TASK DESCRIPTION>
Copy out the material below word for word, leaving out the pictures.

= = = = = = =

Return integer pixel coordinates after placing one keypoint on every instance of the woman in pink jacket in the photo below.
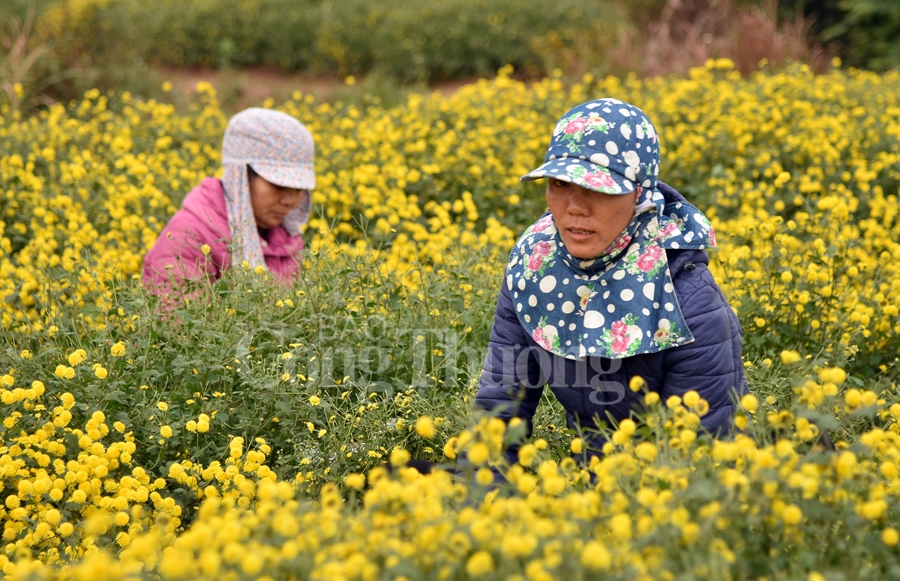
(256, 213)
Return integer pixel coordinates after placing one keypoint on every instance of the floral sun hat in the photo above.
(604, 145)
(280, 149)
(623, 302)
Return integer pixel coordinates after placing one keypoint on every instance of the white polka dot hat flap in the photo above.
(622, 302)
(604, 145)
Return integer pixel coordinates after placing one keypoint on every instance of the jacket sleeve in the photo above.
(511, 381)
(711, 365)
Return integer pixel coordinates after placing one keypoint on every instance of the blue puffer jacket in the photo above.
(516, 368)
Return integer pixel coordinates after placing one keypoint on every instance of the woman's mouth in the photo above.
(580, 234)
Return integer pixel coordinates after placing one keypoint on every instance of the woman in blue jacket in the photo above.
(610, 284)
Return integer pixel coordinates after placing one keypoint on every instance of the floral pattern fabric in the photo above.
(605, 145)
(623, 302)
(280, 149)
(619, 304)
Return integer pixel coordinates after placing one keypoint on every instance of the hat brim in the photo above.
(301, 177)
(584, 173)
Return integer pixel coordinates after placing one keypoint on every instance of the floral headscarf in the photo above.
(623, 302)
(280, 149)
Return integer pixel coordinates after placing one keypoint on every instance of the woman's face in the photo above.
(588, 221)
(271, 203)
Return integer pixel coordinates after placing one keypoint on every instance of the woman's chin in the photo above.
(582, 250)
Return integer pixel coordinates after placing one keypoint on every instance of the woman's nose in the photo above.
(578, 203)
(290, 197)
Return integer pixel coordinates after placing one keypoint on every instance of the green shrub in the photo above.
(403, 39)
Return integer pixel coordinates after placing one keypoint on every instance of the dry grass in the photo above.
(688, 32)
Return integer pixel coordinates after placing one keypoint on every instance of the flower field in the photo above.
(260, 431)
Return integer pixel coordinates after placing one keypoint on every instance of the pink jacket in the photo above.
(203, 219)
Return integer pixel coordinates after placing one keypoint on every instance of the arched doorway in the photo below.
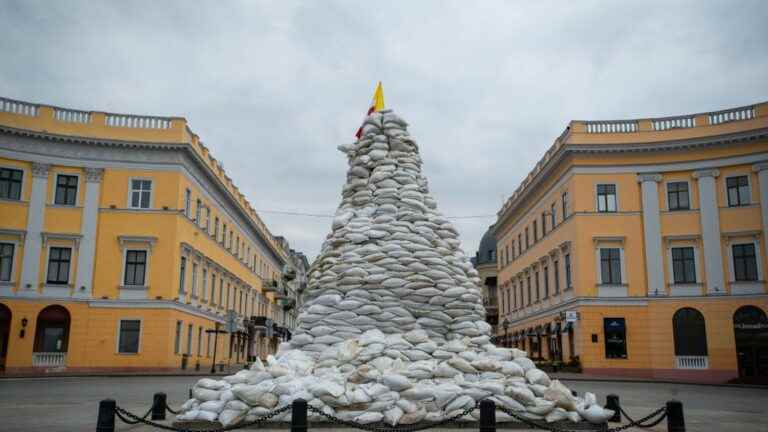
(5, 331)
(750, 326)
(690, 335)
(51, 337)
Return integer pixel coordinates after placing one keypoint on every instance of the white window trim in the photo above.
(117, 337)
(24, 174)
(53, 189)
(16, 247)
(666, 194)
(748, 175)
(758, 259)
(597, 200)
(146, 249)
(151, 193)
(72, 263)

= = = = = = =

FINAL RESULT>
Return integer pixel coordinates after placing one keypoint on every instance of the woman in pink jacket in the photo below.
(256, 213)
Return integer pixel coordinates after placing one keypoint on every instance of the floral sun hat in the photo above.
(604, 145)
(280, 149)
(623, 302)
Return integer pixel coordinates after placing one keypoint on every instance of the white polka dot hat flap in the photo above.
(622, 302)
(604, 145)
Return integer pixel coordinates after placing one keypoint on every instance of the jacket sleeve in the photo above.
(511, 381)
(711, 365)
Return integer pixel coordinates after placing one keypoint on every instance of the blue puffer jacket in the photo above.
(516, 368)
Return integer pixel coordinates after placing one keypoint on every instance of the woman's mouth in the photo above.
(580, 234)
Return integer pixel coordinates after placing one keypoint on every instance of the woman in blue jacket in the photo above.
(610, 284)
Return integer pixel coordinates after placing one keypoint on every instance of the floral pattern fabric in the photo above.
(605, 145)
(623, 302)
(280, 149)
(619, 304)
Return integer pixel coordinates after placing one keypoint on every instance of the hat brim in the photo above.
(301, 177)
(584, 173)
Return integer pixel coordinates after placing one keypoint on every instance of the floral headscarf in the photo above.
(623, 302)
(280, 149)
Return integer pixel coordinates after placing one keypoint on every instance of the woman's face in the photo above.
(588, 221)
(271, 203)
Return integer pixel coordinates after placing one keypoint on every instance of the woman's chin in the photo above.
(582, 250)
Return integer pixel coordinates after placing one keypoint on every instance of the woman's nose in the photo above.
(578, 203)
(290, 197)
Return integer pixel coordinates after placing one keypoint on every instance of the green shrub in the photo above.
(403, 39)
Return integer pixel coordinates after placing one keypoint on every instance of the dry grass in the photo above.
(688, 32)
Return integer pixel coordinates after placing one keypoint on every instance of the flower field in the photo above.
(260, 431)
Return integer pixel coordinates after placing one keypoint on every instance of the pink jacket in the photo above.
(203, 219)
Return integer pixel coordinates after placing one keypoint on every instance of the arched doorway in the photo below.
(5, 331)
(750, 326)
(690, 335)
(51, 337)
Return integer pixel coordinates after placing one keypoint on every instance of the white window trim in the photo above.
(117, 337)
(24, 174)
(53, 189)
(16, 247)
(666, 194)
(748, 175)
(758, 259)
(597, 200)
(146, 249)
(151, 193)
(72, 263)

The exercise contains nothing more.